> [Task]: Reproduce the listing below in full and without alteration, apart from its pictures.

> [Supplied records]:
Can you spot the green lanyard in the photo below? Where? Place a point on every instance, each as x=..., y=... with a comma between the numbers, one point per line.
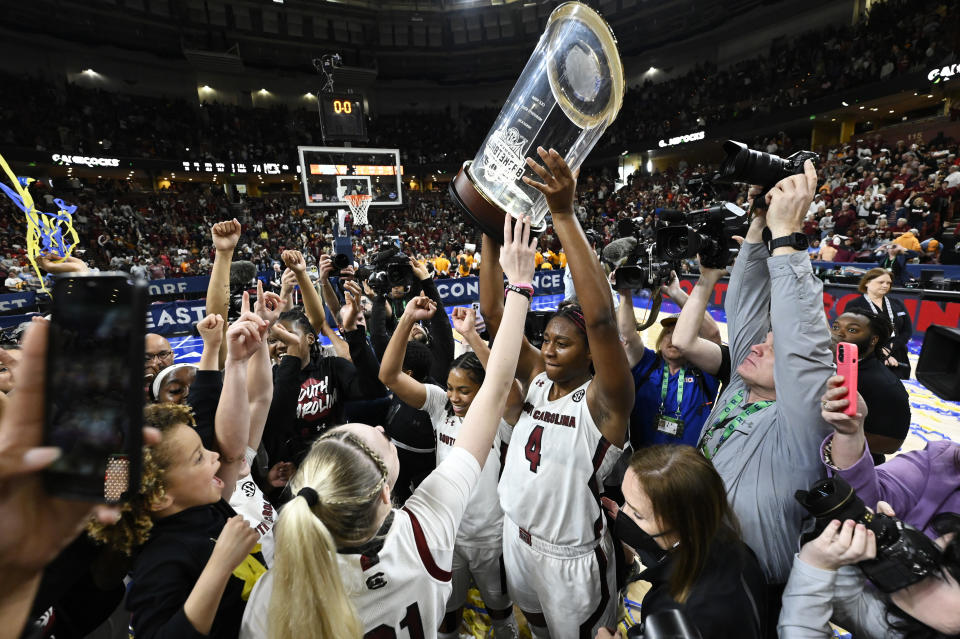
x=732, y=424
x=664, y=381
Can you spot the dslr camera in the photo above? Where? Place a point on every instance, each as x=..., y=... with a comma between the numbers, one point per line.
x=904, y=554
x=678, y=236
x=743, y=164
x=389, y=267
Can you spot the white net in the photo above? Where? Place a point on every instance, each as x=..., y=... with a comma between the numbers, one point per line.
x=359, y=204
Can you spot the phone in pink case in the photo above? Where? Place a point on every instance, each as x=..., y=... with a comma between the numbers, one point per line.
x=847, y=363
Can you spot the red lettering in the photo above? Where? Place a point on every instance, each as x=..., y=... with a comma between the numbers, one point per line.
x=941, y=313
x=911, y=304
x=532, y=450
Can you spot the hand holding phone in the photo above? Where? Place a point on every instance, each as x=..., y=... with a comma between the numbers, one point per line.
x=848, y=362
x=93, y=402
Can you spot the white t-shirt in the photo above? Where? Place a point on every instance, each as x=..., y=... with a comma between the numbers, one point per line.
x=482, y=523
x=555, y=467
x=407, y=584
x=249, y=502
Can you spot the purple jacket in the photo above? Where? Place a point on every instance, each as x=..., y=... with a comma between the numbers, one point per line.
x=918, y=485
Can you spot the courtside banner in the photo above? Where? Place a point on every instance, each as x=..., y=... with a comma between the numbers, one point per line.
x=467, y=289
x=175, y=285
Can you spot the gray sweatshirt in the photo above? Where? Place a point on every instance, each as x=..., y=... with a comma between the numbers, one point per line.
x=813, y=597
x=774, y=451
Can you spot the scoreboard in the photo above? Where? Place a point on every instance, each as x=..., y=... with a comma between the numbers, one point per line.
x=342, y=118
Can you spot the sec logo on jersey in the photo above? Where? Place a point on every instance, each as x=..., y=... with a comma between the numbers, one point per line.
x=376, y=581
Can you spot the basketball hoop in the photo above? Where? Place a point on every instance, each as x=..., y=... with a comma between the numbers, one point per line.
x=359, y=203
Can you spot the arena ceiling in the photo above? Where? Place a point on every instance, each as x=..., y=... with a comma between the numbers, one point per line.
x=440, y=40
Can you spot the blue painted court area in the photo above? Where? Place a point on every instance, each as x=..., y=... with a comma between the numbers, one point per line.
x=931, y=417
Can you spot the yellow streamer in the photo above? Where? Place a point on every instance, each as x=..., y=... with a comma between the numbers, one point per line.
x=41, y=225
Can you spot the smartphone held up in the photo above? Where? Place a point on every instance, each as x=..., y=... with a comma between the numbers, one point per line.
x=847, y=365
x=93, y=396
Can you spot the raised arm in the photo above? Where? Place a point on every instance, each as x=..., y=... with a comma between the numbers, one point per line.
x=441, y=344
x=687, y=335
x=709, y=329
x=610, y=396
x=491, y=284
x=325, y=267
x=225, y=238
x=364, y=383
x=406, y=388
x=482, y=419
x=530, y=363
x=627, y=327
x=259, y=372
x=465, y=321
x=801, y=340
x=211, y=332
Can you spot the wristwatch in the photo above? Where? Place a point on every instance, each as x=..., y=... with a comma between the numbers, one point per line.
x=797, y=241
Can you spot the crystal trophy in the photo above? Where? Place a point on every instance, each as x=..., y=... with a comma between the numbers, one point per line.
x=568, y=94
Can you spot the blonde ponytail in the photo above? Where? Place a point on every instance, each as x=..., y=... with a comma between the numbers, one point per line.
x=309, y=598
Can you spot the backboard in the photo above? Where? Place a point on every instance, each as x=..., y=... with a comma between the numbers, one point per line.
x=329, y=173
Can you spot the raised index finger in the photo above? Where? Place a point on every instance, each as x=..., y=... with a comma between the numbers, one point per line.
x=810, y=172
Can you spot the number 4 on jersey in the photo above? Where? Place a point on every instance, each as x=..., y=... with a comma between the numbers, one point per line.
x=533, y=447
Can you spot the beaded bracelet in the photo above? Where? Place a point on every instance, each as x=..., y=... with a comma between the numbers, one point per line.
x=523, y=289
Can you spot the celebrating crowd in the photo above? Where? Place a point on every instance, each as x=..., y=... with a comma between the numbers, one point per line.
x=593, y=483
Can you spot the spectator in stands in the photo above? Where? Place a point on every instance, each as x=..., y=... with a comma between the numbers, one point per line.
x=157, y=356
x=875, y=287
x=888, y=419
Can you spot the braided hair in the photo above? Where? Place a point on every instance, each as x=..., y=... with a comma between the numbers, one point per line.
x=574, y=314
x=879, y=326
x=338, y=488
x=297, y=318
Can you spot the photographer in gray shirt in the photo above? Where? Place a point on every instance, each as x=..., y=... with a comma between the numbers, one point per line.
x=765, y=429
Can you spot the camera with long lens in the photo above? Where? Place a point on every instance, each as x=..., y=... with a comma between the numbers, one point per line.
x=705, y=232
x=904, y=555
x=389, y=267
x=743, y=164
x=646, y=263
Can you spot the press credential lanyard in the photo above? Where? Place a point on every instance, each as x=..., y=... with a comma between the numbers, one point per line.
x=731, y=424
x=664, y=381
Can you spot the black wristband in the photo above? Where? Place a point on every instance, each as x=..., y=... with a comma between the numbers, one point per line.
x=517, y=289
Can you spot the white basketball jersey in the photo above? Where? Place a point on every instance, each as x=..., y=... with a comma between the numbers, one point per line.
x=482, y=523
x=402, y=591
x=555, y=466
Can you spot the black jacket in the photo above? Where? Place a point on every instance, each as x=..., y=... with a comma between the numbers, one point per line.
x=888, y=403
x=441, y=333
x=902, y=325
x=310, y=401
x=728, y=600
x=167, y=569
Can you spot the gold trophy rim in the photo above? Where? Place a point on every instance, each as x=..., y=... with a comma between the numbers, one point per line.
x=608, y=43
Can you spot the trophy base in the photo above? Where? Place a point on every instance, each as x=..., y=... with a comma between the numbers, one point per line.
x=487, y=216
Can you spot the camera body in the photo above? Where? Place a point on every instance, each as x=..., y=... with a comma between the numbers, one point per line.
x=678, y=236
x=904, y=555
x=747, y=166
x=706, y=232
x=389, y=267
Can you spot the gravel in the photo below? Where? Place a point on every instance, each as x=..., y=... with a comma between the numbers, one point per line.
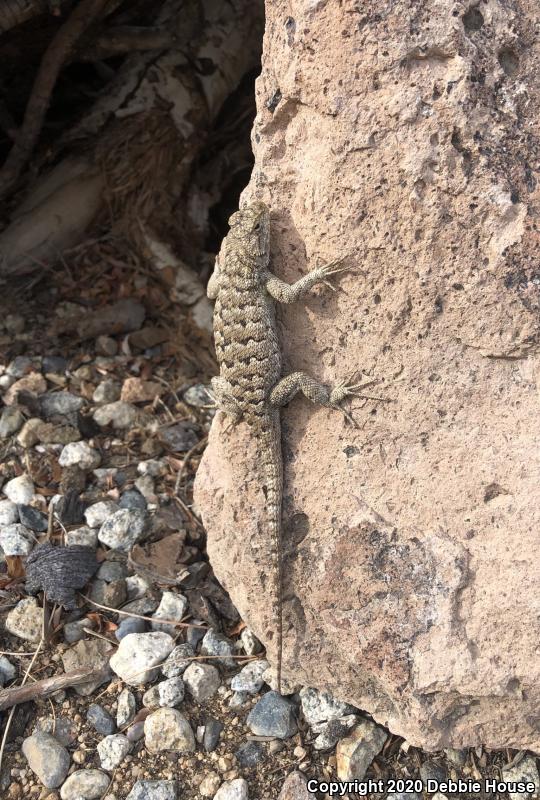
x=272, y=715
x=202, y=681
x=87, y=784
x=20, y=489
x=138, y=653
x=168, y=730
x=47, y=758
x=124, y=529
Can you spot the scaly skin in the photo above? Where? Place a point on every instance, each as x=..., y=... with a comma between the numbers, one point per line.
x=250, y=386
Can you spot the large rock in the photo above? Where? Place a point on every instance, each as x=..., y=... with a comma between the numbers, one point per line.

> [Full solution]:
Can you spot the green lanyard in the photo below? Where? Place a point on every instance, each as x=..., y=... with a comma between the numbers, one point per line.
x=732, y=424
x=664, y=381
Can you spot the dslr camera in the photo above? Where? Place a point on every instance, each as x=..., y=... with a comma between the numbers, one point per line.
x=904, y=554
x=678, y=236
x=743, y=164
x=389, y=267
Can you spot the white net in the photo above? Where? Place a point on every instance, each as x=..., y=... with a comma between the numbers, one point per line.
x=359, y=204
Can you spot the phone in pink case in the photo above? Where? Place a point on every instance, each as x=..., y=... with a comma between the numbers, one point per line.
x=847, y=363
Can you spot the red lettering in the photo above? Where? Place a point on every instance, each as x=..., y=... with a comma between the numbers, one point per line.
x=941, y=313
x=911, y=304
x=532, y=450
Can you spot the hand holding phone in the photo above? Where? Place a point on every instance, each as x=..., y=... with a comma between the numbers, one point per line.
x=848, y=362
x=93, y=402
Can you spot the white t-shirt in the photo above? Where? Place a point on every instance, each as x=..., y=... with a comma between the numbers, one point per line.
x=482, y=523
x=555, y=467
x=407, y=584
x=249, y=502
Can you spot the purple jacket in the photo above? Where? Place a point on every instance, each as x=..., y=... with a comma between the numbers, one point per line.
x=918, y=485
Can you spot the courtside banner in the photo above? Where? Place a point on every instance, each as x=..., y=... with a comma between the numbers, one point per line.
x=467, y=289
x=175, y=285
Can you spot the gray sweatshirt in the photo above? Where? Place a point on every instance, each as x=..., y=... with a comma between the numbers, one point per line.
x=813, y=597
x=774, y=451
Can you spot the scoreboard in the photo above? Where? Place a point on every instance, each as x=..., y=... with a comma between the numbers, one point per line.
x=342, y=118
Can you spot the sec logo on jersey in the photo above? Where? Place a point on every instance, each as x=..., y=... with a comma between the numbers, one point per line.
x=376, y=581
Can you spot the basketball hoop in the photo above? Where? Place a point on every instance, each as x=..., y=... with a comma between the numbers, one point per line.
x=359, y=203
Can you spot the arena ceiling in the photo above? Where? Place a point on every instance, each as x=..., y=... with a comma between the numbers, one point per line.
x=440, y=40
Can you spot the blue painted court area in the photo above? Where? Place a point on every instance, each as x=..., y=... with a comma between the numbers, one point per line.
x=931, y=417
Can you spot the yellow streamer in the photo above? Where? Place a point on every instance, each as x=..., y=... with a comma between the numbers, one point per line.
x=41, y=225
Can you spot the smartphone held up in the photo above? Where? Place a point on every instance, each as x=..., y=... with a comma between the numbers, one point per line.
x=847, y=365
x=93, y=396
Can you spot the raised arm in the photo above? Where? Place a point on every instance, each as x=..., y=... with a comma between the numbers, one point per line.
x=441, y=344
x=687, y=335
x=709, y=329
x=610, y=396
x=491, y=284
x=325, y=267
x=225, y=238
x=364, y=383
x=406, y=388
x=482, y=419
x=530, y=363
x=627, y=327
x=259, y=372
x=465, y=321
x=801, y=340
x=211, y=332
Can you spot the wristwatch in the photo above? Where? Place a point on every instance, each as x=..., y=... with a comma between the numbers, one point per line.
x=797, y=241
Can you spot the crystal trophy in the photo above? Where? Place a point on every instance, each as x=..., y=... with a comma between the numbers, one point per line.
x=568, y=94
Can you spot the blonde ponytail in the photo above? Where? Place a point on every instance, each as x=..., y=... with a comma between the numbers, one point per line.
x=309, y=598
Can you spot the backboard in the photo above? Where? Place a point on every instance, each as x=..., y=... with a comma between the numbers, one point per line.
x=329, y=173
Can you spot the raised index finger in the photo above? Where? Place a point on every instance, each as x=..., y=... with a comma between the numbers, one point per line.
x=810, y=172
Can you spot the number 4 on jersey in the photo above? Where? Place a point on every instance, each as x=..., y=... with a comma between the numbers, one point per line.
x=533, y=447
Can you spot the beaded bracelet in the photo above? Where? Place a point on every instance, each as x=..., y=... with a comma between the numbers, one point per line.
x=523, y=289
Can you spot the celebrating crowd in the photo above? Where? Place a point on every instance, each as x=..., y=... with a comma between the numbers, one point per line.
x=593, y=483
Can you spot the spectator in stands in the photo above? Where? Place a point on every instance, each as x=..., y=... with a comma between the numbers, one point per line.
x=157, y=356
x=875, y=287
x=888, y=419
Can you spot the braided hair in the photo above? Where? Place a point on every instance, each as x=..., y=... with a comma between the numbers, one point per line.
x=574, y=314
x=879, y=326
x=338, y=488
x=297, y=318
Can you spot the photographer in gray shirt in the photo above? Where? Place a point on every instance, each as x=..., y=... with a comma between the numbers, one point per line.
x=765, y=429
Can you spot the camera with long lens in the photo above? Where? Place a point on every instance, each as x=..., y=... with a comma between the numbers, one point per line.
x=705, y=232
x=904, y=555
x=389, y=267
x=743, y=164
x=646, y=263
Can you spot the press credential lanyard in the photo above? Where? Place a point on every instance, each as x=..., y=... with a comma between the numbers, one point per line.
x=731, y=424
x=664, y=381
Can you spot the black wristband in the photo above? Where? Place a point on every instance, each as x=..., y=... with a comma between the numbers, one point per line.
x=517, y=289
Can you spot the white basketball jersey in the photo above? Where? Place a point on every instance, each as x=..., y=... with a comma between the numbers, one point per line.
x=482, y=523
x=402, y=591
x=555, y=466
Can you spot the black jacket in the photo above? Where? Place a point on every instance, each as x=..., y=... with a comma between the numbers, one point per line.
x=888, y=403
x=441, y=333
x=902, y=325
x=310, y=401
x=728, y=600
x=167, y=569
Can you spot the gold trophy rim in the photo above? Where? Place a point on every instance, each as x=..., y=... with a comma between the numbers, one point per line.
x=608, y=43
Can you spot the trophy base in the photo above? Where? Place a point on every instance, each as x=..., y=... with a comma between the numbers, one point per line.
x=487, y=216
Can you spot the camera body in the photo above? Where? Place a point on every instance, each as x=..., y=... with a comma between the numbers, one point per line.
x=678, y=236
x=904, y=555
x=747, y=166
x=706, y=232
x=389, y=267
Can you spot the gravel in the photo below? Where? Place a point on every instance, each as x=..., y=... with a comma between the numbers, one point per line.
x=272, y=715
x=202, y=681
x=87, y=784
x=20, y=489
x=138, y=653
x=168, y=730
x=47, y=758
x=124, y=529
Can you spot the scaly skin in the photo above? Where? Place a point on every instance, each as x=..., y=... with a comma between the numbers, one point per line.
x=250, y=386
Can you spot the large rock in the photo above? Where? Place a point on every instance, each as x=..., y=... with a comma between the numbers, one point per line.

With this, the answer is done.